• _Task details_: Scale the lines that begin at the start of the records and end after the line containing "<point>49,31</point>", giving only those lines. Copy every one of them, multiplying each x and y point coordinate in the answers by 2.05 and rounding to a whole number, with halves rounded up. Leave all other text unchanged.

• _Supplied material_:
=-=-=-=-=
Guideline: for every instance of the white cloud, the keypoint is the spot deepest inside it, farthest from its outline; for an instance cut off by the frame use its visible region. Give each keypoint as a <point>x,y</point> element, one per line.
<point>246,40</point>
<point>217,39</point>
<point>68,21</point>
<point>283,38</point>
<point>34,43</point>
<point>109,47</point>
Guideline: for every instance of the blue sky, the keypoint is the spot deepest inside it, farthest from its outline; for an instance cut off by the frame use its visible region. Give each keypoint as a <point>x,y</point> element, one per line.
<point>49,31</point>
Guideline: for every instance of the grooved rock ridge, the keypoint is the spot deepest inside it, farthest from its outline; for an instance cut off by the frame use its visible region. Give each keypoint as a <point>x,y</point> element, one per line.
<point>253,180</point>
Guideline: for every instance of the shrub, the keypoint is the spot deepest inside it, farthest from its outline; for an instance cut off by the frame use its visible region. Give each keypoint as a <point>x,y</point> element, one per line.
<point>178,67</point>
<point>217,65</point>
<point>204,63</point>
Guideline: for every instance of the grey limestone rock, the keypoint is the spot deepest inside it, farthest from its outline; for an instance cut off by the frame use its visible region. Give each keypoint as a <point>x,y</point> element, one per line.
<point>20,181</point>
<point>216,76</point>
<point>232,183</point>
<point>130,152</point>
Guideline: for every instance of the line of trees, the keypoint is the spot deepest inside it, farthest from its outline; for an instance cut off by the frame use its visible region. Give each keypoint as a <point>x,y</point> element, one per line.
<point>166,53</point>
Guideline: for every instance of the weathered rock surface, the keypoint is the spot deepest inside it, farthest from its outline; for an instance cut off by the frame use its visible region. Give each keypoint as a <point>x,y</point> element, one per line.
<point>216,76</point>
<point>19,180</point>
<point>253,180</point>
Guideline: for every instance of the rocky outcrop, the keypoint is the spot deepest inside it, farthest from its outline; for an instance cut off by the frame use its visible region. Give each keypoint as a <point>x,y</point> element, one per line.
=-=-=-=-=
• _Solution_:
Guideline: for every instance of the white cloud, the keypoint is the spot deepest inside it, farthest from its outline; for an instance cut off by the frame use its visible region. Give each keypoint as a <point>x,y</point> element, one per line.
<point>504,82</point>
<point>445,80</point>
<point>139,43</point>
<point>580,78</point>
<point>70,88</point>
<point>223,96</point>
Guideline: for every instance of the blue sky, the keypoint is the spot deepest inside it, farthest from its outline; for an instance cut off by the frame use its visible region. Give each keypoint as a <point>x,y</point> element, one per line.
<point>100,64</point>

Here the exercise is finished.